## Objective 1:
In the forum thread about Corbyn, what reasons does the writer give for saying there is enough land to build 1 million houses without ripping up the countryside?
## Objective 2:
Pick up the forum thread about Corbyn after its last sentence and write what comes next.

## Page extract:
* Begin *
He is allowed to change his mind lol Just check out his voting history & his expenses record, you'll be hard pushed to find a more principled politician than Corbyn. Yes he was a euro-sceptic - as was I. After listening to experts I changed my mind. Corbyn has a team of experts advising him, though I don't think he would have needed them to be fully aware that if we left the EU we would be left at the mercy of a hard right government - as we are! There is a plot by the PLP to undermine Corbyn. Do you honestly believe Corbyn told someone like Bryant he voted leave?  I think when Corbyn said he was 7.5 for staying in the EU - he was being honest. Do I think he should have been quite so honest about that? No, I don't. He & the other progressive MPs however, had hoped we would remain so they could change the EU for the better from within. Putting our economy aside, the best chance we had to tackle climate change was collectively within the EU.

I have answered you at least twice that I remember lol. The other day I said I always choose the least damaging. And Corbyns policies are extremely green. The same cannot be said of the tories! Their ideology means nothing is sacred no matter how precious or rare. Ancient woodland is no longer protected, threatened habitats rich in biodiversity - all up for grabs. Did you read the links I posted on the infrastructure bill? Corbyn supports a green economy, where a sensitive approach to the environment is at the heart of development. I have yet to hear an environmentalist or green NGO criticise his vision. https://thegreeneconomy.org/tag/jeremy-corbyn/
_
For those who want a new kind of politics, a fairer Britain and a transition to a green economy, Corbyn does present a genuine opportunity. There is the chance to support a leader who might, for once, put the needs of the people and the planet before that of big business. If it can't be done now, with thousands joining rallies, thousands joining the party, thousands actually getting involved in politics, it can't be done._

And there is plenty of room to build 1m houses. According to experts there's enough land to accommodate 2.4 million on brown field sites alone. Then theres landbanking scandal, all the tens of thousands of acres of land bought up by developers sat doing nothing waiting for the market to go up. So I accept we have a dreadful housing crisis, if houses need to be built I want biodiversity taken into account & I want them to be carbon neutral.

This is Corbyns manifesto on 'pernicious' land banking -









Now you are aware there is land to build 1 million houses without ripping up our countryside, do you not think Corbyn is right to want to tackle the housing crisis? He wants to build 1 million affordable & social houses. The tories have also said they want to build 1 million houses - https://www.theguardian.com/society/2015/sep/21/1m-more-homes-in-england-by-2020-government How many of these do you think will be affordable or social housing? 

If you genuinely care about the green belt, it isn't Corbyn you should be worried about -
http://www.cpre.org.uk/media-centre...illion-houses-now-planned-for-green-belt-land

This is 'democracy' for ya  https://www.foe.co.uk/news/leaked-l...rce-fracking-communities#.WAR0rcQOGQk.twitter



cheekyscrip said:


> Corbyn could be elected. If Tories fail badly.
> Corbyn is also a man who said he doesn't believe in capitalism.
> Well...socialism had been tried and failed spectacularly.
> 
> Cuba? North Korea anyone?


If they fail badly? Is it even possible to fail any more badly??:Hilarious Can you imagine if labour were responsible for this shambles lol

It was socialism that gave us our NHS & our welfare state - its 'disaster capitalism' that is destroying them. And the government will use the massive downturn in the economy to as an excuse to finish off our NHS. It will be a lie though because funding health care is a political choice.
* End *
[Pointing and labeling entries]
* Begin *
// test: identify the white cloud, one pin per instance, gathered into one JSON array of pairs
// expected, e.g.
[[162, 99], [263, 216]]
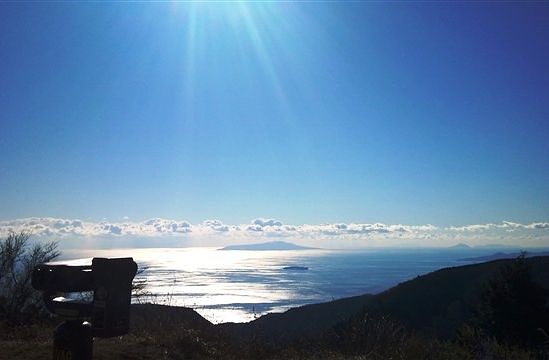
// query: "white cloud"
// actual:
[[334, 234]]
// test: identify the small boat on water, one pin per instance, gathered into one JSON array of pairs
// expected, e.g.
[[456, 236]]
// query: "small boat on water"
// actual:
[[301, 268]]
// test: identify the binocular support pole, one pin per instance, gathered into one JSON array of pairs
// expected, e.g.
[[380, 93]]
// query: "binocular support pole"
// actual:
[[73, 339]]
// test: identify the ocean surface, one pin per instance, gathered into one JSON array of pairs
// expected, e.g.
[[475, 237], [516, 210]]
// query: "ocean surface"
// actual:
[[239, 285]]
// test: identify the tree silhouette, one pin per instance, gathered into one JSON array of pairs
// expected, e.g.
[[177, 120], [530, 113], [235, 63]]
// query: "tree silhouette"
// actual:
[[513, 307]]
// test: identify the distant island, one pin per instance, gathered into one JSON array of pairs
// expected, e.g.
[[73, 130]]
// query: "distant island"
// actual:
[[271, 245]]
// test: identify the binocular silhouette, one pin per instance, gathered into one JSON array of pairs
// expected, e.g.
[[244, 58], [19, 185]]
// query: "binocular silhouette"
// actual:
[[110, 280]]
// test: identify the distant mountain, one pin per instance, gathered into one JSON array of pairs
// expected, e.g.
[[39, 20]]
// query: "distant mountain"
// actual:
[[271, 245], [438, 303], [459, 246]]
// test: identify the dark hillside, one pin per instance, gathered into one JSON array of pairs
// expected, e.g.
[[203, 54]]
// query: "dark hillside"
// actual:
[[438, 302], [306, 321], [442, 300]]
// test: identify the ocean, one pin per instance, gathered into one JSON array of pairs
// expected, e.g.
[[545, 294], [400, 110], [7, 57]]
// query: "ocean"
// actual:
[[239, 285]]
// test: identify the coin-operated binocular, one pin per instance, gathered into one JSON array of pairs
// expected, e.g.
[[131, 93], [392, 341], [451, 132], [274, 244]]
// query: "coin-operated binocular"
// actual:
[[106, 314]]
* End *
## Final result 1:
The writer cites experts who say brownfield sites alone have room for 2.4 million houses. The writer also points to landbanking, where developers hold tens of thousands of acres unused while waiting for the market to rise.

## Final result 2:
There are different kinds of socialists. Corbyn is a democratic socialist - he wants to give MORE democracy to the people below not less Cheeky lol. This is why he has a huge grass roots following, he represents their best interests and they know it. And this is why the establishment are constantly attacking and undermining him. Like Bernie Sanders over in the USA, Corbyn cannot be bought.


----------



## noushka05 (Mar 28, 2008)

I cant help but feel sorry for this guy on James O'Brien radio show. He admits he fell for the 'Take back control' soundbites & will say sorry to his Son for voting out.

http://www.lbc.co.uk/radio/presenters/james-obrien/repentant-leave-brexit-voter-chokes-up-tear-son/

Truck driver Richard calls James O'Brien to admit that he "feels stupid" for voting to leave the European Union and will say sorry to his 13-year-old son for that.

In the latest of a series of remarkable calls on the impact of the Brexit vote, Richard told James: "I've got a lump in my throat and I've got a tear in my eye. I'm just worried.



"It takes a lot to admit it," the caller said, saying he had fallen for soundbites like "take back control" during the campaign. "I feel stupid."

"You're not stupid," James reassured him.

"I feel like I'm articulate, I'm well-read, but to be sucked in by these lies!"

Movingly, the caller also said that he feels so bad about his vote, he plans on apologising to his 13-year-old son.

"How many people listening to me now are thinking: we're the same as Rich?

"My lad's 13. When he's older...I will apologise to him. I will say sorry to him."


----------



## havoc (Dec 8, 2008)

Satori said:


> I don't think any future is provable is it?


Maybe not but so far nobody has bothered to offer a real advantage to leaving. If it's about trade then why not explain how trade has been choked by membership of the EU and exactly how it will be better/easier after leaving. If it's about control of our borders then what exactly will the difference be? Everyone who voted to leave had their own reasons for doing so but won't say how what mattered to them will be improved.


----------



## cheekyscrip (Feb 8, 2010)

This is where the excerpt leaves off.